- EXERCISE
In the forum exchange below about keeping IT skills current, how much shorter does the poster say cheap Linux-capable SoCs would have made the thesis project?

Unlike some other lines of work, IT skills are relatively easy to keep current on. Computers are cheap, everyone owns one, reading material is available online for free, etc.
This can't be further from the truth. What industries are you comparing IT to? It's probably one of the hardest to keep current on as technologies change on a constant basis. Companies that are looking to hire are looking for people with professional experience with technology X. A guy who hasn't maintained his skills for 10+ years is going to be on basically the same footing as a new grad, since they basically have the same experience working with the technology of the day.
Mark77
Apr 16th, 2012, 05:48 PM
This can't be further from the truth.
How so? Have computers changed fundmentally in the past decade? Are there any new programming languages in the past decade? Hardly. Anyone moving into a new job will have to change the programming environment they work in, whether it be to use different API's used by the business, or to different processes. If they could learn that a decade ago, they certainly can learn it now.
What industries are you comparing IT to? It's probably one of the hardest to keep current on as technologies change on a constant basis.
I disagree. The basics remain very similar, and the modern tools have only made things easier in many aspects. What exactly has changed in the networking realm? Practically nothing, other than we have 10gig-E instead of 1gig-E, and other non-IP, non-Ethernet technologies have mainly dissappeared. What has changed in programming? .NET and Java are the same programming languages today as they were 10 years ago. Python isn't hard to know if you learned perl. Etc. The big learning curves of the 1990s, ie: the transition to IP networking from previous architectures, socket programming, Unix, GUI OO programming instead of procedural text-based, etc., largely don't exist today and haven't for the past 13-15 years worth of grads. Even with mobile/tablet app development, most of the learning curve is in UI development, and of course, API familiarization. Very few, if any CS programs out there go into a lot of depth with platform-specific APIs, so a new CS grad would have to learn that stuff anyways or read a tutorial.
Heck, in my favourite area, embedded software development, things have become dramatically easier because one can buy cheap ARM micros and run Linux on them in a lot of cases, instead of slower micros that may have involved writing a lot of assembly language code. I would've killed to have had cheap Linux-capable SoC's for my thesis project, instead of what I used -- it would've cut my project down from 6 months, to maybe 6 weeks.
Companies that are looking to hire are looking for people with professional experience with technology X. A guy who hasn't maintained his skills for 10+ years is going to be on basically the same footing as a new grad, since they basically have the same experience working with the technology of the day.

- STORED DATA

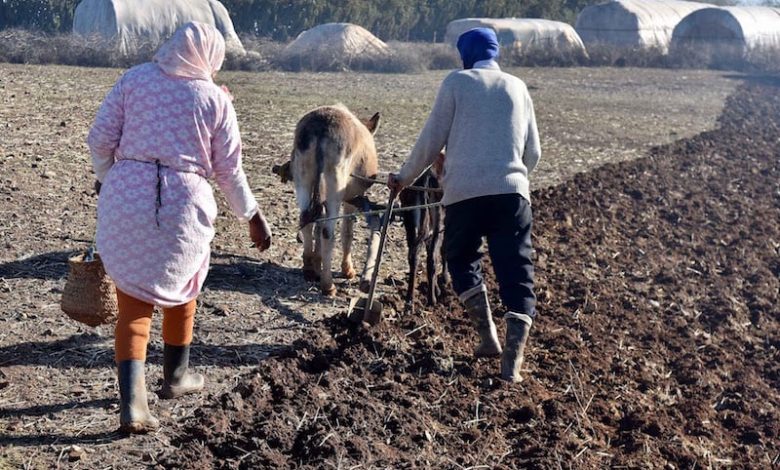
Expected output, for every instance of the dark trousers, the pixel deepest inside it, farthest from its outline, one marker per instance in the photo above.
(505, 220)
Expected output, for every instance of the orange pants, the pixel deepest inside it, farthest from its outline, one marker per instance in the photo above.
(135, 320)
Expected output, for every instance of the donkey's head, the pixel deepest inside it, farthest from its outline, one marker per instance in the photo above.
(372, 124)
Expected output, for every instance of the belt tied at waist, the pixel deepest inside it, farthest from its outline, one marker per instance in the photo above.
(159, 165)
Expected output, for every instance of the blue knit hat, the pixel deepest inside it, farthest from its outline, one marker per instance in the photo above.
(477, 44)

- WRITTEN ANSWER
From 6 months to maybe 6 weeks.